## Exercise text
Segment Open

These findings highlighted that AI assistance effectively elevated junior dentists’ grading consistency from moderate or poor to satisfactory levels (weighted κ = 0.552–0.799), and also improved inter-observer agreement up to 0.642 for MGI and 0.717 for PFI (Tables S3, S4).

Moreover, efficiency gains were significant by one-sample t-tests on relative time reduction (Table 9), with ΔTime% of 18.10% (95% CI [14.21–22.00], P = 0.001) for MGI and 22.79% (95% CI [5.84–39.74], P = 0.023) for PFI, reflecting a clear efficiency advantage. These results support the role of AI in enhancing both diagnostic consistency and operational efficiency in periodontal assessment workflows.

Discussion

Periodontal monitoring and early diagnosis in the anterior esthetic zone remain challenging for non-periodontists. In this study, the ENPAT addresses this by coupling one-stage detection with multi-grade segmentation to localize gingival units and assign OHG, MGI, and PFI grades directly from frontal intraoral photographs. In network selection, we favored YOLOv8 because its FP-PAN multi-scale fusion and decoupled head align well with region-centric labels (triangular gingival units), yielding strong localization and grading performance across tasks.

GhostNet was introduced to explore a mobile-friendly alternative. The Ghost modules replace standard convolutions and bottlenecks in the YOLOv8 C2f blocks, generating additional “cheap” feature maps via depthwise-separable operations to reduce redundancy and computation. As expected, this markedly lowered model size and cost (−44.19% params and −29.01% GFLOPs), with only modest changes in accuracy across folds. However, our cross-validation and retrospective real-world testing revealed a consistent sensitivity trend: compared with vanilla YOLOv8, YOLOv8-Ghost showed lower mAP@50 overall for PFI (−2.47%), reduced precision for subtle papillary recession (PFI 1 of −2.67%), and decreased recall for overfilling (PFI 4 of −7.10%). For MGI, mAP@50 drops concentrated in mild gingival inflammation (MGI 1 of −2.24%, and MGI 2 of −2.64%). These patterns are consistent with known limits of highly factorized, depthwise-dominant backbones.

By contrast, the vanilla YOLOv8 backbone retains slightly higher representational capacity, which appears to translate into better detection of subtle morphological and RGB-image-based chromatic variations at a moderate computational cost, which is brought out from its higher mAP@50 and class-wise F1-scores and recalls on clinically important edge cases. The baseline ResNet-50 classifier runs fastest but lacks a native detection head. Accordingly, it trails both YOLOv8 series on region-level metrics, especially mAP@50 and grading F1-score, despite competitive top-line accuracy in some strata.

Segment Closed

## Problems and tasks
1 – Output the passage from the excerpt on AI periodontal assessment, from "Moreover, efficiency gains" up to and including "periodontal assessment workflows.", word for word.
2 – According to the excerpt on AI periodontal assessment, by what percentage did introducing GhostNet reduce the model's parameters?
3 – Write the next part of the excerpt on AI periodontal assessment, picking up after its final sentence.

## Records supplied
Segment Open

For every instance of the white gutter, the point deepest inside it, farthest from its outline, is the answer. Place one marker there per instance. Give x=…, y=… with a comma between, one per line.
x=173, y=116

Segment Closed
Segment Open

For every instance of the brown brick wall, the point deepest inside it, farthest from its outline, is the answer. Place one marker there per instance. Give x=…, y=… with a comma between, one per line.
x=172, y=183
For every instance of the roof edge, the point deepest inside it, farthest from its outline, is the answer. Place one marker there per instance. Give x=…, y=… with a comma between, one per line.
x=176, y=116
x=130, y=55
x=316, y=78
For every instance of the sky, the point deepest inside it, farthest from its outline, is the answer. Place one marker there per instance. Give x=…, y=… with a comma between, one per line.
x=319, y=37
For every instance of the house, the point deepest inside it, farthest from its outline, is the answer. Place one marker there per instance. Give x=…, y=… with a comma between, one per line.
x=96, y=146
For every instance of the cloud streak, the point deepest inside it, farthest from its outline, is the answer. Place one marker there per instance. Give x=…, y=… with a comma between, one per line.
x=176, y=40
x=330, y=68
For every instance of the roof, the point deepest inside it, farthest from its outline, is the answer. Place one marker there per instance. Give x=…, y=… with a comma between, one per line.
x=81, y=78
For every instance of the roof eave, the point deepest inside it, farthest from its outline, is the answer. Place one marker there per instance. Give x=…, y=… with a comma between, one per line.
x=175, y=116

Segment Closed

## Answers for this exercise
1 –
Moreover, efficiency gains were significant by one-sample t-tests on relative time reduction (Table 9), with ΔTime% of 18.10% (95% CI [14.21–22.00], P = 0.001) for MGI and 22.79% (95% CI [5.84–39.74], P = 0.023) for PFI, reflecting a clear efficiency advantage. These results support the role of AI in enhancing both diagnostic consistency and operational efficiency in periodontal assessment workflows.

2 – By 44.19%.

3 –
In practical terms, YOLOv8-based ENPAT remains our recommended primary deployment for clinics where diagnostic sensitivity is paramount, especially for early inflammatory changes and papillary abnormalities. YOLOv8-Ghost is a defensible choice for resource-constrained or mobile settings, accepting a small, quantified sensitivity trade-off for sizable efficiency gains. ResNet-50, while fast, lacks native segmentation and lags on region-level metrics.

Current research advances and improvement

As summarized in Table 10, numerous models have been developed over the past 8 years to early detect periodontal diseases using RGB-based images (IDPE). These models have advanced in algorithms (Alalharith et al., 2020; Andrade et al., 2023; Chau et al., 2023; Khaleel & Aziz, 2021; Kurt-Bayrakdar et al., 2023; Li et al., 2024, 2021, 2019, 2018; Liu et al., 2024; Rana et al., 2017; Wen et al., 2024; Yauney et al., 2019). Platform work has explored web or mobile deployment (Li et al., 2021; Tobias & Spanier, 2020b), and annotation-segmentation strategy (Andrade et al., 2023; Chau et al., 2023; Liu et al., 2024; Wen et al., 2024) have also been discussed. Reported performance is often strong for coarse, binary tasks, involving Mamba (Oral-Mamba) system accuracy of 0.830 for gingivitis detection (Liu et al., 2024), and YOLOx5 precision of 0.749 and F1-score of 0.746 for inflammation and hyperplasia (Kurt-Bayrakdar et al., 2023). However, most studies rely on relatively small datasets, whole-image labels, or omit region-level detection metrics. Ternary (Chau et al., 2023) or multi-class grading (Wen et al., 2024), which are essential for monitoring disease progression, remains uncommon, and papilla height is rarely quantified. The current study involves larger database volume, comprehensive performance reported, and enrichment of evaluation parameters and grading categories, with improvement in three aspects listed below:

Table 10:

Performance comparison of gingival health related models based on Artificial Intelligence and intraoral digital photography examination.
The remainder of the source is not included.